(What you are asked to do)
Reproduce all entries precisely, down to the last character.

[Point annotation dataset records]

+-------+

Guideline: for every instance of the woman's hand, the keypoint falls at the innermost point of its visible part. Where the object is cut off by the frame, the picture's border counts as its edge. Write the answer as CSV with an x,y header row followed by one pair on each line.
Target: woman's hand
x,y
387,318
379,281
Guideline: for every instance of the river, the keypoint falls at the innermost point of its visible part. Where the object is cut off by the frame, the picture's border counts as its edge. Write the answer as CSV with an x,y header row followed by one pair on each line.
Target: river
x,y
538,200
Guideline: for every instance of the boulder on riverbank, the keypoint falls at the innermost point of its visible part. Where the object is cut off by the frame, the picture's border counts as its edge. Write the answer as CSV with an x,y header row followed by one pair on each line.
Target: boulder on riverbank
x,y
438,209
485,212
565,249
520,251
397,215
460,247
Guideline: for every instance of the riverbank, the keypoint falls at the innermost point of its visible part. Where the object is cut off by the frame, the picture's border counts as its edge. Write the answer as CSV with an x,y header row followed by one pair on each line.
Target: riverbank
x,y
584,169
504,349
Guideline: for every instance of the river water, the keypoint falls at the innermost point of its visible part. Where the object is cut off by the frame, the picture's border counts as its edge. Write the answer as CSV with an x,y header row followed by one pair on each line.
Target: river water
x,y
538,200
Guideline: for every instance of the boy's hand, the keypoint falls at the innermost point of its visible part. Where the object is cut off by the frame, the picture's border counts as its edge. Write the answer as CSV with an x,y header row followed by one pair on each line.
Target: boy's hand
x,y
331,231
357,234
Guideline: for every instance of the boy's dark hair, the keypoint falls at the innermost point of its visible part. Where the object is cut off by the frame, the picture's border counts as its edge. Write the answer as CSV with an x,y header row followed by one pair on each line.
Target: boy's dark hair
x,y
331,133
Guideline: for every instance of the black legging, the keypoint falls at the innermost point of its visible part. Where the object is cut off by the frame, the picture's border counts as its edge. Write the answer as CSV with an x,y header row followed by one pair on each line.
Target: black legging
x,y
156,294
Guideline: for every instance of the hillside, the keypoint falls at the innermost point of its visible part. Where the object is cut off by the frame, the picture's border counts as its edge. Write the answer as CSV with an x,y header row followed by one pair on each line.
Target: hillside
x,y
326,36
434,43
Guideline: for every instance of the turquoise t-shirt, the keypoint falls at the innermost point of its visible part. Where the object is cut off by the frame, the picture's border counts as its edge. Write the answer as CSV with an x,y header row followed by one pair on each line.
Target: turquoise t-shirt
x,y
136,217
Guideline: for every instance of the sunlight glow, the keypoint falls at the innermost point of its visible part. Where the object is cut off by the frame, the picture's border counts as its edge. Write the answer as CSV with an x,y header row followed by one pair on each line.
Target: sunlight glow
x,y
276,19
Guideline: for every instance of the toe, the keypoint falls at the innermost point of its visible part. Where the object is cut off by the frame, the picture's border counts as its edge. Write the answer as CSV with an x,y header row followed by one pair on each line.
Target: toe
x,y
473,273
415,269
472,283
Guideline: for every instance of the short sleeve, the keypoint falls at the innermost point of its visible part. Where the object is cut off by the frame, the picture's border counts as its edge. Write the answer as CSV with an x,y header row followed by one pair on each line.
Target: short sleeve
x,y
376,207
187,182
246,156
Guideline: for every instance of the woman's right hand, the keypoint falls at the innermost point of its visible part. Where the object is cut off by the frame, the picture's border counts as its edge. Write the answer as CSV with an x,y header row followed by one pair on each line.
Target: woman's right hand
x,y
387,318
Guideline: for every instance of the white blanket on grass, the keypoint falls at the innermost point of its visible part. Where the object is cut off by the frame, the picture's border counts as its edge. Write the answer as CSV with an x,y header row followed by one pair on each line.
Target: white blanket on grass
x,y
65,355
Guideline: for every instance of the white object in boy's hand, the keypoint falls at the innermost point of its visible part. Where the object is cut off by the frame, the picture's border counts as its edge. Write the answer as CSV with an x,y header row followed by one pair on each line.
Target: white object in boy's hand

+-------+

(Completed exercise)
Guideline: for every instance of the woman's hand, the keypoint falls at the innermost point of its visible part. Where the object is cut off by the frame, the picture's border counts as its edge. Write the answer as CSV with an x,y header row followed by one pair on each line.
Target: woman's hand
x,y
387,318
379,281
Guideline: for every instance of the river, the keypoint falls at the innermost point of its visible part. Where the object is cut off by the frame, the picture's border counts as its edge. Write the answer as CSV with an x,y header row followed by one pair on each line.
Target: river
x,y
538,200
Guideline: for every instance of the boulder on riverbank, the keypoint falls at the innermost point of its visible part. Where the object is cut off by the frame, the picture's border counts as its edge. Write the answer as CSV with an x,y header row followed by one pair on each line.
Target: boulder on riverbank
x,y
438,209
485,212
565,249
520,251
397,215
460,247
Guideline: for every instance of the riverbank, the keypoint falls at the innermost point of its visible part. Where the object is cut off by the frame, the picture's border counts as its edge. Write the answer as CSV with an x,y header row followed by one pair on each line.
Target: riverbank
x,y
584,169
504,349
Guideline: for every instance of the river water, the keypoint falls at the innermost point of its visible part. Where the object is cut off by the frame, the picture's border counts as its edge. Write the answer as CSV with an x,y header row followed by one pair on each line.
Target: river water
x,y
538,200
Guideline: for every instance of the boy's hand, the keypoint falls at the innermost point of its visible part. Where the object is cut off by the frame, the picture's border counts as its edge. Write the answer as CSV with an x,y header row followed by one pair on each line.
Target: boy's hand
x,y
331,231
357,234
Guideline: for every instance of the boy's dark hair, the keypoint falls at the innermost point of its visible part. Where the object is cut off by the frame, the picture's border counts as its edge. Write the answer as CSV with an x,y header row followed by one pair on each line.
Target: boy's dark hair
x,y
331,133
Guideline: for every instance of the black legging, the keypoint falls at the innermost point of its visible part. Where the object is cut off by the frame, the picture's border counts as its edge. Write the answer as CSV with an x,y header row followed by one pair on each line.
Target: black legging
x,y
156,294
Guideline: for every instance of the hillside, the keypoint falls at the innermost point of its visible part. Where the object is cut off by the frame, the picture's border counts as its edge. Write the answer as CSV with an x,y header row followed by one pair on each line.
Target: hillside
x,y
326,36
434,43
Guideline: for every instance of the turquoise t-shirt, the keypoint falls at the innermost point of its visible part. Where the object is cut off by the frame, the picture's border counts as its edge. Write the answer as CSV with an x,y header row followed by one pair on each line.
Target: turquoise t-shirt
x,y
136,217
Guideline: for every instance of the sunlight glow, the keypoint falls at the innermost point of its visible part. Where the object is cut off by the frame, the picture's border counts as its edge. Write the answer as CSV with an x,y header row followed by one pair on each line.
Target: sunlight glow
x,y
276,19
Guideline: for every instance of the toe, the keypoint falls at the innermost point of its visible part. Where the object is cut off by the frame, the picture's border counts as its edge. Write the answer as CSV with an x,y header row followed by one pair on each line.
Target: toe
x,y
473,273
415,269
472,283
Guideline: for every instance of the short sleeve, the keypoint falls at the innermost point of its visible part. Where the object is cut off by the frame, the picture's border counts as its edge. Write the answer as CSV with an x,y header row followed by one pair on each line.
Target: short sleeve
x,y
376,207
187,182
246,156
Guideline: for every instance of the woman's right hand, the keypoint falls at the innermost point of its visible part. Where the object is cut off by the frame, the picture's border counts as its edge. Write the answer as CSV with an x,y header row followed by one pair on each line.
Target: woman's right hand
x,y
387,318
Guideline: for every instance of the white blanket on grass, the keypoint falls at the innermost point of its visible part. Where the object is cut off by the frame, the picture's border counts as its edge. Write the answer as CSV with an x,y header row followed by one pair on each line.
Target: white blanket on grass
x,y
65,355
Guideline: for every instance of the white object in boy's hand, the keypoint falls at the innermost point of its visible part. Where the object is cut off by the frame, the picture's border counts as its edge. Write the answer as CSV with an x,y header row followed by one pair on each line.
Target: white object in boy's hand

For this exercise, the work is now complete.